Work required: Each line of the records that includes "instance" should be found and copied.

--- Data to use Enclosed Below ---

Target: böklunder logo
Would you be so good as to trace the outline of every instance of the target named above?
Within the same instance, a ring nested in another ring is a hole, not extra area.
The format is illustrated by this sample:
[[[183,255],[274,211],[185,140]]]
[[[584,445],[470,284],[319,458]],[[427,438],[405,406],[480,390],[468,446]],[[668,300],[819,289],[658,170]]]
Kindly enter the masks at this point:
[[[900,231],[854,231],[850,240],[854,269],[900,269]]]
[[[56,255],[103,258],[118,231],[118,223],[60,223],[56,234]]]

--- End of Enclosed Data to use ---

Written response:
Would you be so good as to trace the outline of every instance of the target named above?
Within the same instance, a ring nested in another ring is a hole, not extra area.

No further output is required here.